─── Supplied records ───

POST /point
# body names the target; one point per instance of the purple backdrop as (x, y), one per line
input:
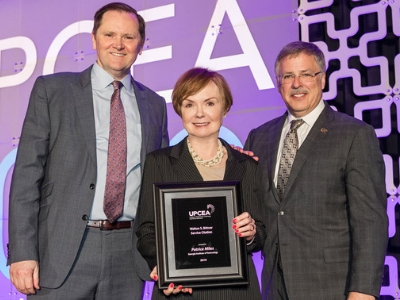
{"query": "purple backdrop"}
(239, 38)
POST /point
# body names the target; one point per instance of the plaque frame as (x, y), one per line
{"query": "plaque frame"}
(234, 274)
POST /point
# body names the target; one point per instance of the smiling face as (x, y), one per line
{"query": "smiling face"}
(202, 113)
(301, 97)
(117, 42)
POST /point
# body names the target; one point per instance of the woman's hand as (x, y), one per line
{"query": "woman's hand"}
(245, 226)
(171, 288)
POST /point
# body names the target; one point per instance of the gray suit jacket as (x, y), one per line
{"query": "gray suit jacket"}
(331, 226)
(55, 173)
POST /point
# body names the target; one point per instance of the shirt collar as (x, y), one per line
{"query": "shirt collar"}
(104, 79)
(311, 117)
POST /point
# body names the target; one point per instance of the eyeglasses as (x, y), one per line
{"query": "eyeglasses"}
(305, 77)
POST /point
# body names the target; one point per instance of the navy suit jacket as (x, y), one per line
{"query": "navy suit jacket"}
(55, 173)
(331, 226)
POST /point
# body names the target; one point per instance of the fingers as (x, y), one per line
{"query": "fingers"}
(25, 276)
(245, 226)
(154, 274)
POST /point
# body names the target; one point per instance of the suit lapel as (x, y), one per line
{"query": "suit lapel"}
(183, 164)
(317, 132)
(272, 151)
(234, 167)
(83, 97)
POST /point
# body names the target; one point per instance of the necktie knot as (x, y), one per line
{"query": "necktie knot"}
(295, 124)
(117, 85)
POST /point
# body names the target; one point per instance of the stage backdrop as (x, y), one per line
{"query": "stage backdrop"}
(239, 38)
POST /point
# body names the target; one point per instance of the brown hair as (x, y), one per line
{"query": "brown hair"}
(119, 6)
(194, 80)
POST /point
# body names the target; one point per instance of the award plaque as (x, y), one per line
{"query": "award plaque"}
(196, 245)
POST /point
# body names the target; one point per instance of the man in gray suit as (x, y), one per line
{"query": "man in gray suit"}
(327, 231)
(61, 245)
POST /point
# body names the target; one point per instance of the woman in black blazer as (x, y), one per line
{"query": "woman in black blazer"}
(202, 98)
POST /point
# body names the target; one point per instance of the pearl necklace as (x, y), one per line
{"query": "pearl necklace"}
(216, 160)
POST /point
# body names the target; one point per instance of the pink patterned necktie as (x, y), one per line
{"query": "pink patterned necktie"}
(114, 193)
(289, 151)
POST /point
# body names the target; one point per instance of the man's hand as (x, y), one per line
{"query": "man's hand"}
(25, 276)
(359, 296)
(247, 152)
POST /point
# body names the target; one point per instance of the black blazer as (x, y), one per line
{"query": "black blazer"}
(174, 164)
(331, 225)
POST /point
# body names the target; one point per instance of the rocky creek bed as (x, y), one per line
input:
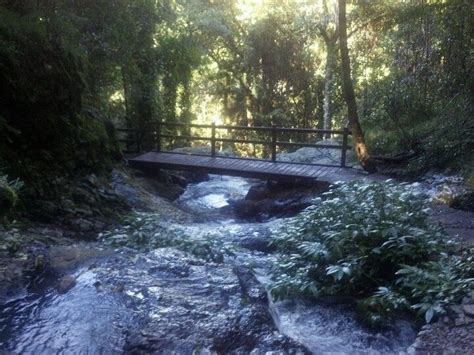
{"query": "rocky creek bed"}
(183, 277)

───

§ Your instructions: An exact transcription of all the entries is required, without the pictures.

§ Solution to this exercise:
POST /point
# body names the target; one point per instance of the purple backdrop as (x, y), one per line
input:
{"query": "purple backdrop"}
(239, 38)
POST /point
# body names the target; one point per instance of the plaque frame as (x, y), one per line
{"query": "plaque frame"}
(234, 274)
POST /point
# body names the target; one point per instance of the smiling face as (x, y), one per line
{"query": "smiling face"}
(202, 113)
(301, 97)
(117, 42)
POST /point
# body names the target; one point per instance of the woman's hand as (x, y), one per line
{"query": "woman's hand"}
(245, 226)
(171, 288)
POST /point
# body names the target; one point per instance of the gray suit jacket as (x, y), one per line
{"query": "gray suit jacket"}
(331, 226)
(55, 173)
POST /point
# body names the target; one point per instance of the shirt collar as (x, y), one per line
{"query": "shirt collar"}
(104, 79)
(311, 117)
POST /point
# body names the target; one point per instance of the eyeglasses as (x, y), one per line
{"query": "eyeglasses"}
(305, 77)
POST /point
# body names the target; one point per instance of the navy suit jacket as (x, y), one per line
{"query": "navy suit jacket"}
(55, 173)
(331, 226)
POST /point
# body names the target; one point per instance of the fingers as (x, y), one per line
{"query": "fingers"}
(25, 276)
(245, 226)
(154, 274)
POST /point
# body names the target; one point per instance of the suit lapel as (x, y), one per line
{"query": "suit lapel"}
(183, 164)
(317, 132)
(272, 151)
(234, 167)
(83, 97)
POST /point
# body names the target; one point per instance of the necktie knot as (x, y), one per line
{"query": "necktie knot"}
(295, 124)
(117, 85)
POST /point
# body names the target; one point per instance of the stage backdrop as (x, y), one per line
{"query": "stage backdrop"}
(239, 38)
POST /point
# body names the target; one point per instance of the brown hair as (x, y), one per line
{"query": "brown hair"}
(119, 6)
(194, 80)
POST /point
# body names the target; one point per instance of the award plaque as (x, y), one per line
{"query": "award plaque"}
(196, 245)
POST /point
# body names the target; one point per instance of the man in gray suit as (x, y), one per line
{"query": "man in gray suit"}
(327, 231)
(61, 245)
POST /point
# body names the target; one point per instance of the woman in black blazer as (x, y), one per line
{"query": "woman in black blazer"}
(202, 98)
POST /point
# body names the target; one point per instance of the pearl necklace as (x, y), one per line
{"query": "pearl necklace"}
(216, 160)
POST /point
# body names the target; one point per instance of the pink patterned necktie as (x, y), one per line
{"query": "pink patterned necktie"}
(114, 193)
(289, 151)
POST /point
# body names the target; one point per instance of the man's hand as (x, y), one per line
{"query": "man's hand"}
(25, 276)
(359, 296)
(247, 152)
POST /point
# body names the target; one point per instance of the black blazer as (x, y), one per line
{"query": "black blazer"}
(174, 164)
(331, 225)
POST /point
# body names the target; one point per instance of the rocky creek bed as (x, y), one per line
input:
{"query": "rocky creek bed"}
(183, 277)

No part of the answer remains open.